Listed entries.
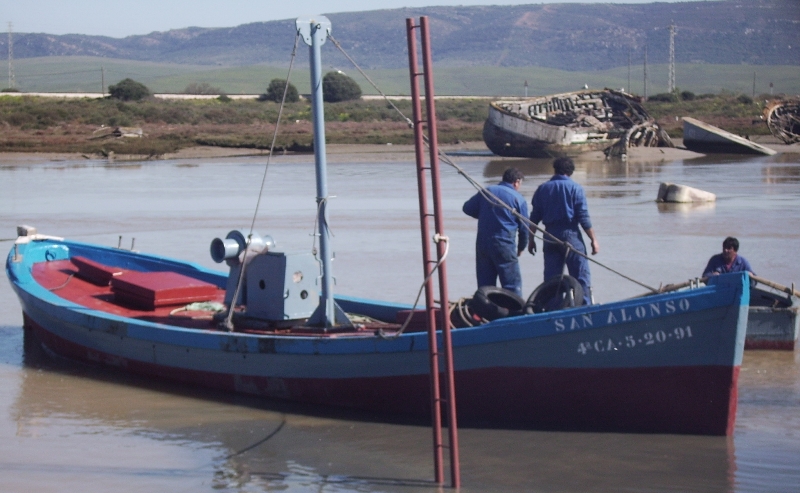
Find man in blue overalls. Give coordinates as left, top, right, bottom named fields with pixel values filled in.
left=703, top=236, right=756, bottom=277
left=463, top=168, right=528, bottom=296
left=528, top=157, right=600, bottom=305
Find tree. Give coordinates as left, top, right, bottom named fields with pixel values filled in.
left=108, top=79, right=150, bottom=101
left=322, top=71, right=361, bottom=103
left=258, top=79, right=300, bottom=103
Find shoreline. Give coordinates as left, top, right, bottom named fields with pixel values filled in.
left=0, top=136, right=800, bottom=167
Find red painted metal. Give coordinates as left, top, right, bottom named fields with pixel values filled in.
left=406, top=19, right=444, bottom=484
left=406, top=16, right=461, bottom=488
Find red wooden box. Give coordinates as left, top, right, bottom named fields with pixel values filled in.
left=111, top=271, right=219, bottom=310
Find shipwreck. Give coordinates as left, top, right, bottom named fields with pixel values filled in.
left=483, top=89, right=674, bottom=157
left=764, top=99, right=800, bottom=144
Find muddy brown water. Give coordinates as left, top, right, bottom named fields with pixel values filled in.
left=0, top=154, right=800, bottom=493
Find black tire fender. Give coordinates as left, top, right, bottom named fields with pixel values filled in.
left=469, top=286, right=525, bottom=321
left=525, top=275, right=583, bottom=314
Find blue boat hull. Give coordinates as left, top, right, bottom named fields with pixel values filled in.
left=6, top=240, right=749, bottom=435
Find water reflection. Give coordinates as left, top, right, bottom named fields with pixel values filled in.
left=762, top=164, right=800, bottom=184
left=11, top=322, right=735, bottom=493
left=653, top=201, right=717, bottom=214
left=483, top=158, right=553, bottom=180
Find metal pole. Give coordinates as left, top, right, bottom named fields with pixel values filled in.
left=406, top=19, right=444, bottom=484
left=297, top=16, right=336, bottom=328
left=419, top=17, right=461, bottom=488
left=644, top=45, right=647, bottom=101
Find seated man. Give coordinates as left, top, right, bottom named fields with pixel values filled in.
left=703, top=236, right=756, bottom=277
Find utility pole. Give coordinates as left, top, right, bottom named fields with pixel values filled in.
left=667, top=21, right=675, bottom=94
left=644, top=45, right=647, bottom=101
left=626, top=47, right=633, bottom=94
left=8, top=22, right=15, bottom=89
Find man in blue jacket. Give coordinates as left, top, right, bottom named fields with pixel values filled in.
left=463, top=168, right=528, bottom=296
left=703, top=236, right=756, bottom=277
left=528, top=157, right=600, bottom=305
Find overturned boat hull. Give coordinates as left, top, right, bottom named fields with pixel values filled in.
left=6, top=234, right=749, bottom=435
left=483, top=89, right=672, bottom=157
left=683, top=117, right=777, bottom=156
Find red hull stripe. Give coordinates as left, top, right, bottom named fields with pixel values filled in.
left=25, top=316, right=739, bottom=435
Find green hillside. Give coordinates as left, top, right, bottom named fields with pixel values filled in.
left=7, top=57, right=800, bottom=97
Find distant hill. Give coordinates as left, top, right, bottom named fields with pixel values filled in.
left=0, top=0, right=800, bottom=71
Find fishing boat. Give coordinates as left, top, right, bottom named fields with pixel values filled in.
left=483, top=89, right=673, bottom=158
left=1, top=18, right=750, bottom=436
left=6, top=228, right=749, bottom=435
left=744, top=275, right=800, bottom=351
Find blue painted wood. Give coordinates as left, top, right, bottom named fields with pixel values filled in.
left=6, top=236, right=749, bottom=434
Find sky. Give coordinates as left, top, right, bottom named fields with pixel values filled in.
left=0, top=0, right=675, bottom=38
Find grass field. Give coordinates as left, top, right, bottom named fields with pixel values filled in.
left=7, top=56, right=800, bottom=96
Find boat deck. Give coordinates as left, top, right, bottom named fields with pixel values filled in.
left=32, top=259, right=404, bottom=337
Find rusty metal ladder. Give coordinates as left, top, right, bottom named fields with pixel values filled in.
left=406, top=17, right=461, bottom=488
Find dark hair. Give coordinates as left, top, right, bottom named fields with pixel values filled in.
left=503, top=168, right=525, bottom=184
left=722, top=236, right=739, bottom=252
left=553, top=157, right=575, bottom=176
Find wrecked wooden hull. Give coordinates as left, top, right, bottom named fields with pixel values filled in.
left=483, top=89, right=673, bottom=157
left=683, top=116, right=777, bottom=156
left=764, top=99, right=800, bottom=144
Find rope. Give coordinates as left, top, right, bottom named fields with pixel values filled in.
left=223, top=33, right=300, bottom=332
left=376, top=233, right=450, bottom=339
left=328, top=29, right=658, bottom=293
left=328, top=34, right=414, bottom=128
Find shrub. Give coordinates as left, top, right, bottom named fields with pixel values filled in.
left=322, top=71, right=361, bottom=103
left=258, top=79, right=300, bottom=103
left=647, top=92, right=678, bottom=103
left=108, top=79, right=150, bottom=101
left=183, top=82, right=222, bottom=94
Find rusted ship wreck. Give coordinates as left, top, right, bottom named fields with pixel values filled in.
left=483, top=89, right=673, bottom=157
left=764, top=99, right=800, bottom=144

Task requirements. Copy out all the entries above word for word, leaving out the pictures.

Answer to the task.
Find man in blue overalls. Give coordinates as left, top, right, bottom named fields with pixel values filled in.
left=703, top=236, right=756, bottom=277
left=463, top=168, right=528, bottom=296
left=528, top=157, right=600, bottom=305
Find tree. Give coordinates as left, top, right, bottom named fields with pixel values filled in.
left=108, top=79, right=150, bottom=101
left=322, top=71, right=361, bottom=103
left=258, top=79, right=300, bottom=103
Find shoreline. Give coordinates as left, top, right, bottom named fields with pixel values filled in.
left=0, top=136, right=800, bottom=167
Find red painted metal. Give coordinates as left, top, right, bottom named fields with pixel values filled in.
left=406, top=19, right=444, bottom=484
left=406, top=16, right=461, bottom=488
Find red wooden box. Give coordinates as left, top, right, bottom named fields with pixel values filled in.
left=111, top=271, right=219, bottom=310
Find shipwreck. Give coordinates as left, top, right, bottom named fields with pixel values filled in.
left=483, top=89, right=674, bottom=157
left=764, top=99, right=800, bottom=144
Find muddy brown water. Give coordinates as left, top, right, bottom named fields with pixel values filled in.
left=0, top=154, right=800, bottom=493
Find black tire fender. Give coordinates as left, top, right, bottom named fields with pixel values filled in.
left=469, top=286, right=525, bottom=321
left=525, top=275, right=583, bottom=314
Find blue boat hull. Give coordinates as left, top, right, bottom named fields with pixel values filled in.
left=6, top=240, right=749, bottom=435
Find water reflection. Give coordinates as left, top, right, bottom named fields with pixel values filled in.
left=762, top=164, right=800, bottom=184
left=11, top=322, right=735, bottom=493
left=653, top=201, right=717, bottom=214
left=483, top=158, right=553, bottom=180
Find metal pole. Give coordinates as left, top, right, bottom named fields with pixel values filled in.
left=406, top=19, right=444, bottom=484
left=297, top=16, right=336, bottom=328
left=419, top=17, right=461, bottom=488
left=644, top=45, right=647, bottom=101
Find seated man. Give coordinates as left, top, right, bottom named fields with pixel values filled in.
left=703, top=236, right=756, bottom=277
Find utility pole. Give coordinates as left, top, right, bottom named fields with pixel values filled in.
left=667, top=21, right=675, bottom=94
left=644, top=45, right=647, bottom=101
left=626, top=47, right=633, bottom=94
left=8, top=22, right=15, bottom=89
Find man in blue jacket. Give coordinates as left, top, right, bottom named fields with pixel values filled in.
left=463, top=168, right=528, bottom=296
left=703, top=236, right=756, bottom=277
left=528, top=157, right=600, bottom=305
Find overturned boat hull. Give coordinates as left, top, right, bottom named fields with pixel values filled in.
left=6, top=234, right=749, bottom=435
left=483, top=89, right=672, bottom=157
left=683, top=117, right=777, bottom=156
Find red hull stripe. Give coordinates as left, top, right, bottom named fields with pixel values filled in.
left=25, top=316, right=739, bottom=435
Find green hillside. Give coordinates as left, top, right, bottom named fields with pixel values filled in.
left=7, top=57, right=800, bottom=97
Find distant hill. Give coordinates as left, top, right, bottom named fields with pixel values filled in.
left=0, top=0, right=800, bottom=71
Find fishing boat. Give coordinates as left, top, right, bottom named fields with pixel values filled in.
left=483, top=89, right=673, bottom=158
left=1, top=18, right=750, bottom=436
left=6, top=228, right=749, bottom=435
left=744, top=275, right=800, bottom=351
Find blue painted wood. Give coordinates as left, top, right, bottom named fields with pixel values filled in.
left=6, top=236, right=749, bottom=434
Find sky. Give coordinates as left, top, right, bottom named fields with pixel values filled in.
left=0, top=0, right=675, bottom=38
Find grass field. Give coordinates as left, top, right, bottom named fields with pixel values filled in.
left=7, top=56, right=800, bottom=96
Find boat deck. Give coordinates as left, top, right, bottom named fields with pixel values filled in.
left=32, top=259, right=404, bottom=337
Find rusty metal ladder. Give coordinates as left, top, right, bottom named fields with pixel values filled in.
left=406, top=17, right=461, bottom=488
Find dark hair. Give coordinates as left, top, right, bottom named fields with pixel values filled in.
left=503, top=168, right=525, bottom=184
left=722, top=236, right=739, bottom=252
left=553, top=157, right=575, bottom=176
Find wrecked wooden hull. Give coordinates as left, top, right, bottom named fields with pixel values filled in.
left=483, top=89, right=673, bottom=157
left=683, top=116, right=777, bottom=156
left=764, top=99, right=800, bottom=144
Find rope. Give coordinates as left, top, right, bottom named fields with pixel values filled in.
left=223, top=33, right=300, bottom=332
left=376, top=233, right=450, bottom=339
left=328, top=29, right=658, bottom=293
left=328, top=34, right=414, bottom=128
Find shrub. Give coordinates as left, top, right, bottom named fields with pixel values filled in.
left=322, top=71, right=361, bottom=103
left=258, top=79, right=300, bottom=103
left=647, top=92, right=678, bottom=103
left=108, top=79, right=150, bottom=101
left=183, top=82, right=222, bottom=94
Find rusted ship wreck. Give coordinates as left, top, right, bottom named fields with pixel values filled in.
left=483, top=89, right=673, bottom=157
left=764, top=99, right=800, bottom=144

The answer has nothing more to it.